Across the records that follow, how many lines contain the string "dark"? Answer with the number only.

Stored items:
#####

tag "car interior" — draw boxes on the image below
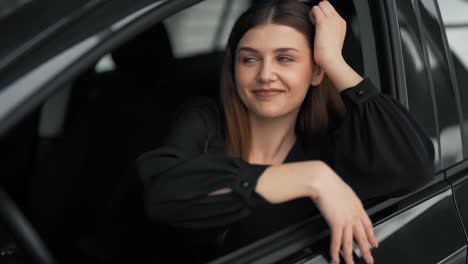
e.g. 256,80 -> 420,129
0,0 -> 366,263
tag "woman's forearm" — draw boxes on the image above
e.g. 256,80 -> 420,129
254,160 -> 325,203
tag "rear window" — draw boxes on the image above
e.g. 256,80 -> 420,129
163,0 -> 250,58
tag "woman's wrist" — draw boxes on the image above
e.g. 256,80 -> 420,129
321,56 -> 363,92
303,160 -> 329,201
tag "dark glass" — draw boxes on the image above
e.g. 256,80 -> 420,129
437,0 -> 468,159
395,0 -> 441,170
418,0 -> 463,168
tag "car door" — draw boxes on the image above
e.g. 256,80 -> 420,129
436,0 -> 468,258
209,0 -> 467,263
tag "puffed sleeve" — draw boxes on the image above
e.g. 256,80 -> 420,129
330,78 -> 436,201
136,97 -> 270,229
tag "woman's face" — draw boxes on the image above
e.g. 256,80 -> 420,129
235,23 -> 323,120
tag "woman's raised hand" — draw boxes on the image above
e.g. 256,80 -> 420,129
310,162 -> 378,264
308,0 -> 363,93
308,0 -> 346,70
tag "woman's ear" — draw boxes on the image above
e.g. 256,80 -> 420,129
310,64 -> 324,86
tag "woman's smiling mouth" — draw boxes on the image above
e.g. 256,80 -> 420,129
252,88 -> 285,99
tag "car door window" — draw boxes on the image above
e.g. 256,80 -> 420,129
437,0 -> 468,159
394,0 -> 441,171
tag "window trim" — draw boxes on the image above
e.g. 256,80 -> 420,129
354,0 -> 382,91
370,0 -> 397,97
383,0 -> 409,108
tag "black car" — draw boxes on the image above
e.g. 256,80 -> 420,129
1,0 -> 468,263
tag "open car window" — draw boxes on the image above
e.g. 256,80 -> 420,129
150,0 -> 365,262
60,0 -> 366,263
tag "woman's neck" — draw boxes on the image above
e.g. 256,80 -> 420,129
248,112 -> 298,165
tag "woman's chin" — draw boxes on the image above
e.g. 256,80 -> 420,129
251,108 -> 291,120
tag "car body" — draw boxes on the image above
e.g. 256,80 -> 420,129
0,0 -> 468,263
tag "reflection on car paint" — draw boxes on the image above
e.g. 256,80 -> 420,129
353,188 -> 451,258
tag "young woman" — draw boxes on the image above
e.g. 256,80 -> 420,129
137,0 -> 435,263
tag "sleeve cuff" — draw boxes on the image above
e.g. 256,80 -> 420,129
231,160 -> 271,208
339,78 -> 379,105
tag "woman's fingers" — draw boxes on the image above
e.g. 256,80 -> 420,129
361,216 -> 379,248
310,5 -> 324,25
353,222 -> 374,264
321,0 -> 338,15
311,1 -> 343,25
342,225 -> 354,264
330,224 -> 343,264
318,1 -> 333,17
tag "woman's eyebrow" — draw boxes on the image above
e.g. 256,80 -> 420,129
237,46 -> 258,53
275,47 -> 300,53
237,46 -> 300,53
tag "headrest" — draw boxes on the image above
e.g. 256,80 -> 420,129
111,23 -> 175,80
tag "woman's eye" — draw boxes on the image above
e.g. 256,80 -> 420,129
278,56 -> 293,63
242,57 -> 257,64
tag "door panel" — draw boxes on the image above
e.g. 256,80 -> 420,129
447,161 -> 468,240
369,185 -> 465,263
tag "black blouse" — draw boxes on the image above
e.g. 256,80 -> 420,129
136,78 -> 435,251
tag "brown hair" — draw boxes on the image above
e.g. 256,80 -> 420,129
221,0 -> 346,160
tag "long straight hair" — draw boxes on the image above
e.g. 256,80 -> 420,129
221,0 -> 346,160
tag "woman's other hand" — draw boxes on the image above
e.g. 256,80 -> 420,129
309,162 -> 378,264
255,160 -> 378,264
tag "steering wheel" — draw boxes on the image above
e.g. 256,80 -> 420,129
0,187 -> 57,264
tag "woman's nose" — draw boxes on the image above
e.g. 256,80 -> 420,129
258,61 -> 278,83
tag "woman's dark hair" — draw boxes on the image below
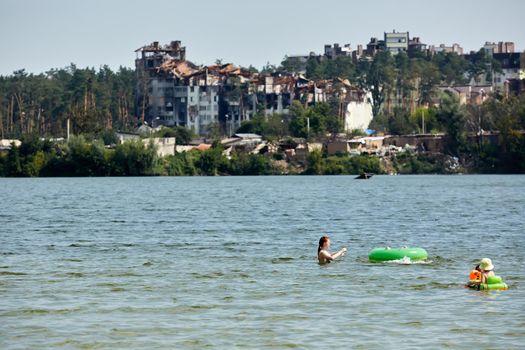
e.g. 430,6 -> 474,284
318,236 -> 329,254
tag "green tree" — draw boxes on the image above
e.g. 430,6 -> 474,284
305,57 -> 322,80
437,93 -> 467,156
411,107 -> 438,133
99,129 -> 119,145
304,149 -> 324,175
431,52 -> 468,85
164,151 -> 197,176
111,140 -> 158,176
195,144 -> 226,176
4,144 -> 22,176
279,56 -> 306,74
366,51 -> 395,116
228,153 -> 275,175
388,107 -> 417,135
288,101 -> 309,138
480,95 -> 525,172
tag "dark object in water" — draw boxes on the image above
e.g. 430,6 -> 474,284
355,173 -> 374,179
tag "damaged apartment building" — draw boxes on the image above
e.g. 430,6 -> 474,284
135,41 -> 373,136
135,41 -> 222,135
135,41 -> 269,135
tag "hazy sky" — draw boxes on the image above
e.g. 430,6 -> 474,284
1,0 -> 524,75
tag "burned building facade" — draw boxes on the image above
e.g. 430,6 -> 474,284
136,41 -> 262,135
135,41 -> 374,135
135,41 -> 222,135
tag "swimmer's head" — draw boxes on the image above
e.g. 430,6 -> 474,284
318,235 -> 330,253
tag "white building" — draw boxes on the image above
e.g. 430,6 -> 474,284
343,91 -> 374,132
384,30 -> 409,54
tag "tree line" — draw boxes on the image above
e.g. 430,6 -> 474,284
0,134 -> 374,177
0,135 -> 289,177
0,65 -> 136,139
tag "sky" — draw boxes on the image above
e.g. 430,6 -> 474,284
1,0 -> 524,76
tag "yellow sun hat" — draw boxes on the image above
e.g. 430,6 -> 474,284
479,258 -> 494,271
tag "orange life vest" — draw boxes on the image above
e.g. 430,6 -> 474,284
469,270 -> 481,282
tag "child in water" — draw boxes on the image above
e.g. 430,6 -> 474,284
478,258 -> 495,283
468,258 -> 495,287
468,264 -> 482,285
318,235 -> 347,264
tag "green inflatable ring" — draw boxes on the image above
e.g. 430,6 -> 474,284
368,247 -> 428,262
478,282 -> 508,290
468,275 -> 508,291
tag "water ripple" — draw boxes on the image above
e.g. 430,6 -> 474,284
0,175 -> 524,349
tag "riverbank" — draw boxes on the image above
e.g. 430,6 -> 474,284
1,134 -> 524,177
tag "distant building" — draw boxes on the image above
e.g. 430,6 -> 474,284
136,40 -> 376,136
366,37 -> 384,56
324,43 -> 352,59
250,75 -> 295,116
438,85 -> 492,105
483,41 -> 515,55
507,78 -> 525,95
116,131 -> 140,143
384,134 -> 445,154
408,37 -> 427,56
428,43 -> 464,55
142,137 -> 176,157
338,82 -> 374,131
172,85 -> 220,135
352,44 -> 365,60
281,55 -> 310,74
135,41 -> 192,127
463,48 -> 524,91
492,52 -> 524,88
135,41 -> 247,135
384,30 -> 409,54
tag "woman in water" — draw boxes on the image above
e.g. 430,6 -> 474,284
318,235 -> 347,264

#####

→ Exercise solution: 3